_WHAT TO DO:_ Pictures excluded, please retype exactly the lines from the start of the data through the line that contains "point: distant building", both ends kept, and nothing beyond them.

_DATA PROVIDED:_
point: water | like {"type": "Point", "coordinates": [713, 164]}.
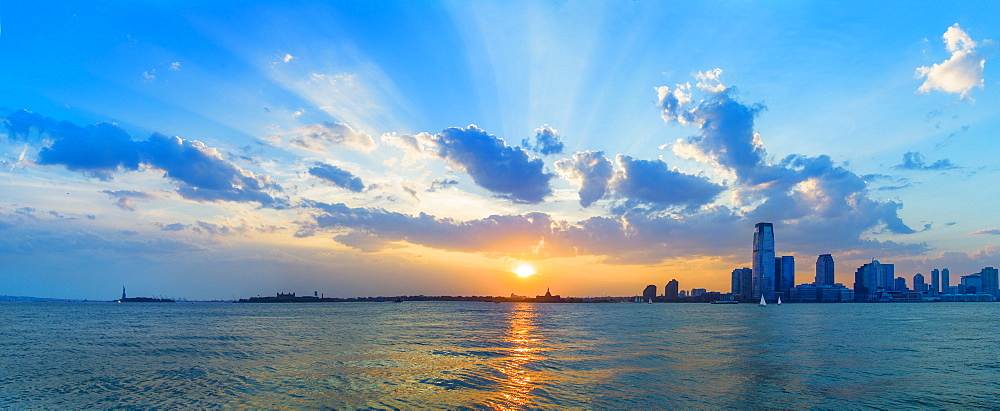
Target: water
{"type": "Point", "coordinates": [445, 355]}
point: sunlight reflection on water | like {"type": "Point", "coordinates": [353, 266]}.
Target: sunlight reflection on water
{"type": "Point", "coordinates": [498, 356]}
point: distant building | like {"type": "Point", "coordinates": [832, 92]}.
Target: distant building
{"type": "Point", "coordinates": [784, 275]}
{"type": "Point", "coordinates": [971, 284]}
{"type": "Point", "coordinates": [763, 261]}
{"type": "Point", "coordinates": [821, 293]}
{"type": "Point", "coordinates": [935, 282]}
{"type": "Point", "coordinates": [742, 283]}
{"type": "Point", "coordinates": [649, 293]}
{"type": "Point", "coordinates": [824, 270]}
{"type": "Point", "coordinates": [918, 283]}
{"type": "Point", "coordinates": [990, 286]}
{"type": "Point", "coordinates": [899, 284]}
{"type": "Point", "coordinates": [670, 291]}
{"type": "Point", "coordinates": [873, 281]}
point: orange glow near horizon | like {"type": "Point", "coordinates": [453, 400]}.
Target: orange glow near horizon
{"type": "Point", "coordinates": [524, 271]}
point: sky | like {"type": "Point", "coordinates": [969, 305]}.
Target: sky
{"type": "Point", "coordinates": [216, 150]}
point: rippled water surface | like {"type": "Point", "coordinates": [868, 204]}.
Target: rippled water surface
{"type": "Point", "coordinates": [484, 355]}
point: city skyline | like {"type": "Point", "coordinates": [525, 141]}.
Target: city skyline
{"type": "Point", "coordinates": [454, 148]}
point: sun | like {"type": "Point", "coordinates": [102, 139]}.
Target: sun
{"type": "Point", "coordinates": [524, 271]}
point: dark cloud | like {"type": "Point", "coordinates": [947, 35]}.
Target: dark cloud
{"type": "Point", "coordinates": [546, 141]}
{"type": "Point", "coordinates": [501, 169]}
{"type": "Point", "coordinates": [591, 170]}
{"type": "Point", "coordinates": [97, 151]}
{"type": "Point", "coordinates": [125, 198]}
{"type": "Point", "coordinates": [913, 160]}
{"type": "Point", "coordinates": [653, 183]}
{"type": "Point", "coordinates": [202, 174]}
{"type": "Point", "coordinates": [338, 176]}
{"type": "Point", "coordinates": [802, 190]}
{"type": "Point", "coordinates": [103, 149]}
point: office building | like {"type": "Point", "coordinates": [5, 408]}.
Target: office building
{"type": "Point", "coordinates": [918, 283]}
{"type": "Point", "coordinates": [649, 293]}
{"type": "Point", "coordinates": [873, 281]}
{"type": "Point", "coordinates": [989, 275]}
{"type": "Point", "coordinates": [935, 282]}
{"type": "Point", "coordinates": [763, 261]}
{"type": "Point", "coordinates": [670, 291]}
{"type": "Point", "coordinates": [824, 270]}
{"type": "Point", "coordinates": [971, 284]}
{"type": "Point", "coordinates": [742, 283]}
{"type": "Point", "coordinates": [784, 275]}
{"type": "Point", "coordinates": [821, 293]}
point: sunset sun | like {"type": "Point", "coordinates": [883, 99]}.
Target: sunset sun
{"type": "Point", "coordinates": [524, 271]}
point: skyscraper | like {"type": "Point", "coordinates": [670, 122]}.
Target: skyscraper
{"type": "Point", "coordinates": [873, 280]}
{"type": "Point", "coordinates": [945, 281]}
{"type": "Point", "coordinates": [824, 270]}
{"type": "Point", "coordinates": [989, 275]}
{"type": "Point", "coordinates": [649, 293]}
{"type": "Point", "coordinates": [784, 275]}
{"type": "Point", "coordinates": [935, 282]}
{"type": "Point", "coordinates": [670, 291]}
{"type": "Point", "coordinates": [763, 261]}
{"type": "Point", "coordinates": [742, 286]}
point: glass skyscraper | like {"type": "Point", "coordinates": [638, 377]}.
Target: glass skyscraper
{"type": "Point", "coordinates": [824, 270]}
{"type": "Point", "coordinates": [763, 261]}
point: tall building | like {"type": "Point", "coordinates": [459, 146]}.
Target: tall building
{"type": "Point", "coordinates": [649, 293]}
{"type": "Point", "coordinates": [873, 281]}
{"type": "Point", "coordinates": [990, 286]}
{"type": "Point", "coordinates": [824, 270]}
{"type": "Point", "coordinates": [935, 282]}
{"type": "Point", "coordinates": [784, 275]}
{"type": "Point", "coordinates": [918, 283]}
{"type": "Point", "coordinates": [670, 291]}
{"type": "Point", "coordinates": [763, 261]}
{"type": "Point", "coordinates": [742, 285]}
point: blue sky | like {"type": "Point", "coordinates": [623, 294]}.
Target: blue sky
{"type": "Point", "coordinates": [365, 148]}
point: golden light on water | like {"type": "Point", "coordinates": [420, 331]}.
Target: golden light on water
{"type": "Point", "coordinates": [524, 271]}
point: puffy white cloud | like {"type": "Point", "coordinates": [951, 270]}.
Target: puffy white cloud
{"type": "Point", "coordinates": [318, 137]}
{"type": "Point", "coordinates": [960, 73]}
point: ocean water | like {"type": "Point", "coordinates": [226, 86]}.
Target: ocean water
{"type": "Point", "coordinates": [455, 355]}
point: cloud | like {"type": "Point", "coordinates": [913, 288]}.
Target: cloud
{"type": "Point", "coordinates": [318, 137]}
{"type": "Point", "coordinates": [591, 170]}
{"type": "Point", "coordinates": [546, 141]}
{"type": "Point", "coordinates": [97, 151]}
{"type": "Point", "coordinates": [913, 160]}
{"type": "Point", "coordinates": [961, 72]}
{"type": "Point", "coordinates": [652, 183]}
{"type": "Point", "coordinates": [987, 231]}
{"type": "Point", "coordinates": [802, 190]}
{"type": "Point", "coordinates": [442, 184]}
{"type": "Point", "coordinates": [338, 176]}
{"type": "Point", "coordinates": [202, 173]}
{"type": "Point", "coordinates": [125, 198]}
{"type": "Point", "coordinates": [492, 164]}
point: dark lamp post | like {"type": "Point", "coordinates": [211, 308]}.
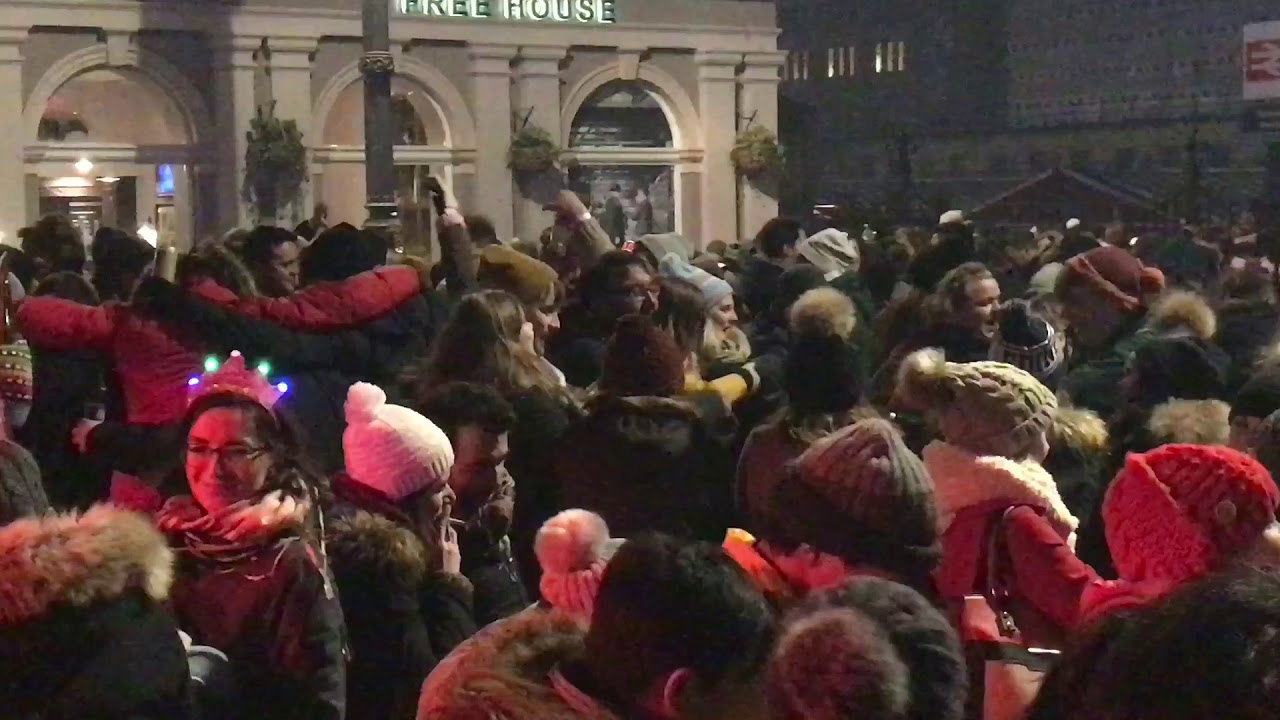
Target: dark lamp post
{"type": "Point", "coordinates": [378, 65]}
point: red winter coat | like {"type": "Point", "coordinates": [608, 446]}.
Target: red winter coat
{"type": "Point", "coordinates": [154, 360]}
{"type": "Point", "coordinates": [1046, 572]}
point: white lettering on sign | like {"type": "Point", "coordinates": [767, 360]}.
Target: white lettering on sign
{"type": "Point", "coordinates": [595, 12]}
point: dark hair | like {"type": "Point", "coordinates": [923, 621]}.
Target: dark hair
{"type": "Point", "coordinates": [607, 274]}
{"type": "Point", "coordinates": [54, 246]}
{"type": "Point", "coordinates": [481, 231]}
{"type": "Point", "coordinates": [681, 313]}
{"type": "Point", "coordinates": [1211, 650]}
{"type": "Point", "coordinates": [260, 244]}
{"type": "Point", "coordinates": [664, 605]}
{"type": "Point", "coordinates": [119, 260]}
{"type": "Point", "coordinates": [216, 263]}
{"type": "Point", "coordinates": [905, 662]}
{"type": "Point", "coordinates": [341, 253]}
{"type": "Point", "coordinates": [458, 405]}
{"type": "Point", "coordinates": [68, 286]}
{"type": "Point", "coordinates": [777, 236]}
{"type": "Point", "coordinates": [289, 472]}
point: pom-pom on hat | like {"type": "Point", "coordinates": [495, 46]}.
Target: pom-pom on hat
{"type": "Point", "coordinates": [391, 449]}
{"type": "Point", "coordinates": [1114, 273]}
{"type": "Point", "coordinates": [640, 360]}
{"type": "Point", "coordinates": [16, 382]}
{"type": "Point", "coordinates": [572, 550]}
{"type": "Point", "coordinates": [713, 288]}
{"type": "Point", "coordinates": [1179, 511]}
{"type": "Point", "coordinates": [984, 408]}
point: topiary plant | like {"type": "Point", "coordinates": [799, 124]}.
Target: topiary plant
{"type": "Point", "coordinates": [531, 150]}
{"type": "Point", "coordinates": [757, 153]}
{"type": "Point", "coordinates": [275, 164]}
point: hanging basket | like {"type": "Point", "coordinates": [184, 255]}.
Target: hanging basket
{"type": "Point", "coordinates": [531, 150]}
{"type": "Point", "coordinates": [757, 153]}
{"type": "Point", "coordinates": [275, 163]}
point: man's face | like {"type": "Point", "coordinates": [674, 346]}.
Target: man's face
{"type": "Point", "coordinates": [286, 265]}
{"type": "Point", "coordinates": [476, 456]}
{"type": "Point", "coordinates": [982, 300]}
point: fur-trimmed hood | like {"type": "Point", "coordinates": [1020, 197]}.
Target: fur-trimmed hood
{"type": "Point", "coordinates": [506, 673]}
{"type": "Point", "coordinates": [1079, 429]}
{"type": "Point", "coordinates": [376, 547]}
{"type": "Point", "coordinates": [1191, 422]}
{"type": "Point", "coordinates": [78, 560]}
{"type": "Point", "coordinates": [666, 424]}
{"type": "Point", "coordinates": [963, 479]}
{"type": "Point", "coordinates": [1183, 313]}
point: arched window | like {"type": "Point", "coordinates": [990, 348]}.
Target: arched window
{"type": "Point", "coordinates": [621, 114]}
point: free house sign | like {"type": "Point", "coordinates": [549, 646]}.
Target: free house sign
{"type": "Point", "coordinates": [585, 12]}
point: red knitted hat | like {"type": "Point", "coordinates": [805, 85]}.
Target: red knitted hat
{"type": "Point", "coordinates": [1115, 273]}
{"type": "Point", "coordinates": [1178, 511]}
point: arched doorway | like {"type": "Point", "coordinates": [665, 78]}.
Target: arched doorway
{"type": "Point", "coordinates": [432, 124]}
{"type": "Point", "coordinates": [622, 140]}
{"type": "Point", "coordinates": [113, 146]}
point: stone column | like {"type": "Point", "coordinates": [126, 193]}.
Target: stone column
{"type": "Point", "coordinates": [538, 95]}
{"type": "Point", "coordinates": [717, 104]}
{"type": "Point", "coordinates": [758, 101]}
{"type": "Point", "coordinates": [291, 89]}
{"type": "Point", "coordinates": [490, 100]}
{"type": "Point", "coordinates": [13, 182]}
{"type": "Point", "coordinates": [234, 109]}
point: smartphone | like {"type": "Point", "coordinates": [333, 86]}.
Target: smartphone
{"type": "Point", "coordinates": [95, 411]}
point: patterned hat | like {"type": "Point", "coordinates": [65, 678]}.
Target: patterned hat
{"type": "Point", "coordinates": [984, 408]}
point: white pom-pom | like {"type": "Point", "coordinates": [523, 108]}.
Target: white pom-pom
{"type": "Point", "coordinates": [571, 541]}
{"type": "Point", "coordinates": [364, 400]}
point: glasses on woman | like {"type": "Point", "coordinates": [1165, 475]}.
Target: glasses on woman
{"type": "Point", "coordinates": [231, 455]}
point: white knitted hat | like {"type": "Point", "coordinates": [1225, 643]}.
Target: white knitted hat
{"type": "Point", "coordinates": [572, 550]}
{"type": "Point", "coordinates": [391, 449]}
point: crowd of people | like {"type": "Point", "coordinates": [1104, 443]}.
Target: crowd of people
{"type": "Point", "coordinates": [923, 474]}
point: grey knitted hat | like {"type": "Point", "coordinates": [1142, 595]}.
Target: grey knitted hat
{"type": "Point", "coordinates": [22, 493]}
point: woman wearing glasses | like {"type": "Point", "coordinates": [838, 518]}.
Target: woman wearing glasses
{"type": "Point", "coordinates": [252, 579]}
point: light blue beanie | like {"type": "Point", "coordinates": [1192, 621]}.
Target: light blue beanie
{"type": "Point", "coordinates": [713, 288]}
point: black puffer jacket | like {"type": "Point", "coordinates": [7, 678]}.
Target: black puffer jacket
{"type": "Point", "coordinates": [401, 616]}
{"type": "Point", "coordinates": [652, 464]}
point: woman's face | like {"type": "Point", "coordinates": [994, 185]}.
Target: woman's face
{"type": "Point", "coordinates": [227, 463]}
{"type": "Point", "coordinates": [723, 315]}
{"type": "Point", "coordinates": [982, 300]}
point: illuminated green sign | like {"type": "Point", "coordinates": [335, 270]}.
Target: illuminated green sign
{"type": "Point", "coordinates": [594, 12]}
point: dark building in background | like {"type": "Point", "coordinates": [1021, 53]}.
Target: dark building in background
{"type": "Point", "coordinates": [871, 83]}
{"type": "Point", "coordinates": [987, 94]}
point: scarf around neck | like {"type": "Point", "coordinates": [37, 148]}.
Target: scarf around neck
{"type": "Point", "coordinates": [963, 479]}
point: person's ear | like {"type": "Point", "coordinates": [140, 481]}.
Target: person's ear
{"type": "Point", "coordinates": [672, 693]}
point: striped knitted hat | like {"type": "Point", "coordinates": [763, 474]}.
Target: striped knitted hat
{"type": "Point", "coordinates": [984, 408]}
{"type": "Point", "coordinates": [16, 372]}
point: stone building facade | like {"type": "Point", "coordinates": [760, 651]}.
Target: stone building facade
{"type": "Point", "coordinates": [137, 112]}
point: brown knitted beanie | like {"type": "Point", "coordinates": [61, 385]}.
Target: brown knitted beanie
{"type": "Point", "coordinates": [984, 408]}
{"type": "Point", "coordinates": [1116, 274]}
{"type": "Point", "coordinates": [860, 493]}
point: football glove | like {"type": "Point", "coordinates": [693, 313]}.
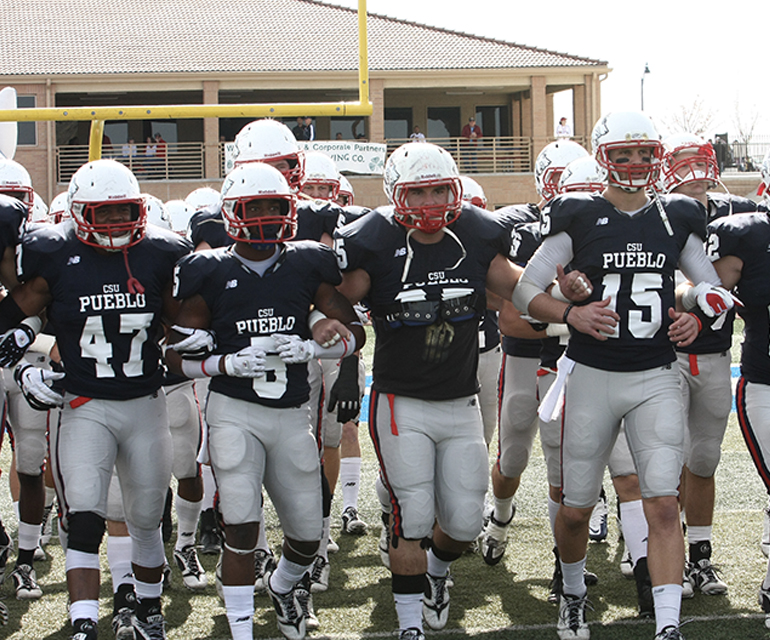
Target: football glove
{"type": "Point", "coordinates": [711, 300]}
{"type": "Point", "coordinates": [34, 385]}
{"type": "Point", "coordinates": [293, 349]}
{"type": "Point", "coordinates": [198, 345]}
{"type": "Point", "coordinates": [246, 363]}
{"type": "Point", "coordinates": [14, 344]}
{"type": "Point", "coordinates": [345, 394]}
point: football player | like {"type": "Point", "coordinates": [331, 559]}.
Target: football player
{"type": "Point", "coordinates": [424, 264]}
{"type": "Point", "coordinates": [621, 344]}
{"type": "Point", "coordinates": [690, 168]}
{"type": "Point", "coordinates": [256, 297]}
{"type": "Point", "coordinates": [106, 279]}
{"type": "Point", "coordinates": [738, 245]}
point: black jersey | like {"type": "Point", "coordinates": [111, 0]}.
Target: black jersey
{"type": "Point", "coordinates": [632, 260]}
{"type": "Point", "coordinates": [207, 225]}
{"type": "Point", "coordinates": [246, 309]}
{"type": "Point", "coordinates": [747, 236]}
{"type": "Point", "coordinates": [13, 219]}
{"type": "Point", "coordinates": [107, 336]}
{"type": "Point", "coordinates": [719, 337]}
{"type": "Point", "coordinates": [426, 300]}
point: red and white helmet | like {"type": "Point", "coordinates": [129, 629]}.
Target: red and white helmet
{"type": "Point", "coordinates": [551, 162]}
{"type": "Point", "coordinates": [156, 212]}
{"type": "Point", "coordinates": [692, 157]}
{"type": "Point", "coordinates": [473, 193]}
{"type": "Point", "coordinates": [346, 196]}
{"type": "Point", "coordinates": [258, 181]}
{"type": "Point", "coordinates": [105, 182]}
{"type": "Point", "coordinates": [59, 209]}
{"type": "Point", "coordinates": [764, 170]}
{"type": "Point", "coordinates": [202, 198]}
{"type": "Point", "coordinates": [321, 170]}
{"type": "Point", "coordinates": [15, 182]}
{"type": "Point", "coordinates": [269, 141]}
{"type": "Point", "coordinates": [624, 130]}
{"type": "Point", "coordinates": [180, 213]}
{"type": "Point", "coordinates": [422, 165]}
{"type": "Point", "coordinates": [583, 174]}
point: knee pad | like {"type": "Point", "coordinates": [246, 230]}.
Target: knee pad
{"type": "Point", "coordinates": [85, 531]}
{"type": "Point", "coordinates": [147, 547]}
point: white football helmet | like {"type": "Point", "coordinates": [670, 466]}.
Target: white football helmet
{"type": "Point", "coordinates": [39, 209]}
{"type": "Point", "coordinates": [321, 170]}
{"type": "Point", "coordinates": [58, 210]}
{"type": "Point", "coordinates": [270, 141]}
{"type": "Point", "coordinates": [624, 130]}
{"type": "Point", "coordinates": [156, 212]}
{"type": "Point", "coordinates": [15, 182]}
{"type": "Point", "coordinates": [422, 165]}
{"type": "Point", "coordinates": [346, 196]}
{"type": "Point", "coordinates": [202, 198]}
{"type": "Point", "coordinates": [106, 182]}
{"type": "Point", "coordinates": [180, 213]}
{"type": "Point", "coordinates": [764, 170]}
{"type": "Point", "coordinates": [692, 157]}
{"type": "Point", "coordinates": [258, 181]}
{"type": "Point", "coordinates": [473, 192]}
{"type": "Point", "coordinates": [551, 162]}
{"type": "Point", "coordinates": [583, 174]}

_EXERCISE ANSWER:_
point: water | like {"type": "Point", "coordinates": [713, 164]}.
Target: water
{"type": "Point", "coordinates": [445, 355]}
point: sunlight reflection on water | like {"type": "Point", "coordinates": [353, 266]}.
Target: sunlight reflection on water
{"type": "Point", "coordinates": [498, 356]}
point: distant building | like {"type": "Point", "coordinates": [832, 92]}.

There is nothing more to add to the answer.